**Source document**

....

19 April 2025

Echoes of Nightingale on today’s frontlines

Florence Nightingale in Scutari 1854. Picture: Wellcome Collection

Lesa Scholl

17 March 2025

The current war in Ukraine makes tangible the work of Florence Nightingale in the 19th-century Crimean War.

The Lady with the Lamp is an iconic figure of the resilience and determination of nurses under the most dire and dangerous circumstances.

Nightingale served as a nurse in Scutari during the war that raged from 1853 to 1856.

She is less known for her later work in public health and sanitation, and almost not at all for her work as a theologian, both of which were influenced by her time in a war zone.

Right now, critical care in conflict zones is suffering because the United States has withdrawn from the World Health Organisation and dismantled USAID according to the International Council of Nurses.

ICN chief executive Howard Catton’s statement on the role of nurses was reminiscent of Nightingale.

“As peacemakers, nurses play a critical role in healing wounds – both physical and societal – helping to rebuild trust and stability in war-torn areas,” he said.

Nursing Association of Ukraine president Tetyana Chernyshenko called on the ICN to help improve the psychosocial state of Ukrainian nurses.

“There are no safe places for nurses,” she said.

Read more: Stress and poor mental health affect displaced aid workers

Many are familiar with the romanticised image of the Lady of the Lamp, but forget the real dangers she faced working in a war-torn area in the same region, also due to Russian invasion, more than 170 years ago.

The hospital was overcrowded and unclean. The blocked drains meant that the floors were covered in excrement.

There were not enough beds, blankets, medicines or food, nor were there sufficient medical staff. More soldiers died from infection because of the dirty hospital than from their war injuries.

....

**Extracted information**
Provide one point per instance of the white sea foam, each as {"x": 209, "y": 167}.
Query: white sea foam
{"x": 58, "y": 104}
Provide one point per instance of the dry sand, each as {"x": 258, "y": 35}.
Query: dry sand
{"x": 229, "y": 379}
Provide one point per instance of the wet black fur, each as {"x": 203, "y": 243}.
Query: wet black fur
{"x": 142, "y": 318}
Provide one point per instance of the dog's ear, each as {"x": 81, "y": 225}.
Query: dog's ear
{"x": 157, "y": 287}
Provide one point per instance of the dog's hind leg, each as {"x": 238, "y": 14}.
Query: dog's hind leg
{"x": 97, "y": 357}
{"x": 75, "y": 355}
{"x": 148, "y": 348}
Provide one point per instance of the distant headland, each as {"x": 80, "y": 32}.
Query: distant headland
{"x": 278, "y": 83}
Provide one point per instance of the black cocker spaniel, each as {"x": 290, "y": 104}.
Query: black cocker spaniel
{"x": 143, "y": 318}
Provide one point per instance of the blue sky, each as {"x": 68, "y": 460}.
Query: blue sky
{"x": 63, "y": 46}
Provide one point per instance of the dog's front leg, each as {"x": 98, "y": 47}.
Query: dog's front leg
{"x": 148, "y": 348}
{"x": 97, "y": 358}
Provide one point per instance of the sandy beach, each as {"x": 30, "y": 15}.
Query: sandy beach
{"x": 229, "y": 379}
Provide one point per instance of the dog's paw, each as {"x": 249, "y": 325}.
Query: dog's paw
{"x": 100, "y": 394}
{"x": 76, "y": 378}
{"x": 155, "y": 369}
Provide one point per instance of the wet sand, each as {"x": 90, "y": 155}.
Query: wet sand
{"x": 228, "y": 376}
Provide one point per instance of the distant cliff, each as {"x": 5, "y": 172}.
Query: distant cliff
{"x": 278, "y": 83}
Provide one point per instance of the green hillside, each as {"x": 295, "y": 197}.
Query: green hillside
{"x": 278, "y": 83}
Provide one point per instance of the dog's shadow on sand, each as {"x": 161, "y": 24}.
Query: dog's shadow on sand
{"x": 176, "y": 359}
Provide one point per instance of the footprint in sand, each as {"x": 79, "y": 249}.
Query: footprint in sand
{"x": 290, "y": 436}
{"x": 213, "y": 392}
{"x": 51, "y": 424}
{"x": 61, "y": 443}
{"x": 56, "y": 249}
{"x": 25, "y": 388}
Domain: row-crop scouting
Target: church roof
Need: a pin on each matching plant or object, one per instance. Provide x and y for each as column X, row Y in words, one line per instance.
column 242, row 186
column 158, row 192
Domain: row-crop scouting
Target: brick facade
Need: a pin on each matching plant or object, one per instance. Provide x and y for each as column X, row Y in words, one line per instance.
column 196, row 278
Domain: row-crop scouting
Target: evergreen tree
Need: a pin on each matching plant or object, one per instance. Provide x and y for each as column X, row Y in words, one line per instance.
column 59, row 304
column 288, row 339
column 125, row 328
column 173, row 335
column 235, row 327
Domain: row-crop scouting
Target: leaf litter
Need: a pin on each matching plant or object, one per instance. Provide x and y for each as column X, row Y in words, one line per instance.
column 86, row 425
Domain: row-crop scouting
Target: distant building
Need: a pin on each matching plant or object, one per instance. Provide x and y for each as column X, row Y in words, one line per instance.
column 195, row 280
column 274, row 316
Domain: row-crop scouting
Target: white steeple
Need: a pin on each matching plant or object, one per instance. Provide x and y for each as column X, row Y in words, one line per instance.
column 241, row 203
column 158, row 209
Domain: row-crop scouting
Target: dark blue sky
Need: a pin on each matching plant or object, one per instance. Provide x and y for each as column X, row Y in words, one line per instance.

....

**Problems to solve**
(a) In the Nightingale article, quote the passage starting at "19 April 2025" and ending at "and dangerous circumstances.".
(b) List everything the Nightingale article says the hospital at Scutari did not have enough of.
(c) Carry on the Nightingale article from where it stops.

**Task-by-task results**
(a)
19 April 2025

Echoes of Nightingale on today’s frontlines

Florence Nightingale in Scutari 1854. Picture: Wellcome Collection

Lesa Scholl

17 March 2025

The current war in Ukraine makes tangible the work of Florence Nightingale in the 19th-century Crimean War.

The Lady with the Lamp is an iconic figure of the resilience and determination of nurses under the most dire and dangerous circumstances.

(b) Beds, blankets, medicines, food, and medical staff.

(c)
These conditions resonate with the malnutrition and want in present-day Ukraine and other conflict zones around the world as medical professionals persist in their determined care, even when the number of injured and ill seems only to increase.

After returning to London, Nightingale struggled with what would now be understood as PTSD. But she also continued her extraordinary work as a prominent social and public health reformer, statistician and theologian.

Nightingale became increasingly reclusive and bed-ridden. She likely suffered from Brucellosis, or “Mediterranean Fever,” contracted in the war zone, which can lead to joint and muscle pain, fever and fatigue.

Despite her health, Nightingale used her time in bed productively.

She was compelled by her experiences to develop policies and strategies around sanitation. Some historians credit her with developing the 1875 Public Health Act in Britain, which regulated sewage, water and drainage systems.

Read more: An outstanding book, exemplifying the role of Christian health professionals

In 1859, Nightingale wrote a significant theological work, Suggestions for thought to searchers after religious truth among the artisans of England.

Nightingale’s theology came from brutally lived experience.

There is greater understanding now about the need to care for the psychosocial wellbeing of health workers in conflict zones. This understanding could not have grown without Nightingale’s life and work.

What was remarkable about Nightingale’s theology was the entwining of statistical science, public health, mental wellbeing, social duty and faith.

For Nightingale, theology’s purpose was health and well-being. Her practical faith emphasised the importance of being God’s hands and feet in the world.

In a recent interview about the Anglican hospital Al-Ahli Arab Hospital in Gaza, Anglican Overseas Aid chief executive Jo Knight said the hospital workers were Christ’s hands and feet.

She spoke of the continued hope of the workers in the crowded hospital meeting the increasing needs of people.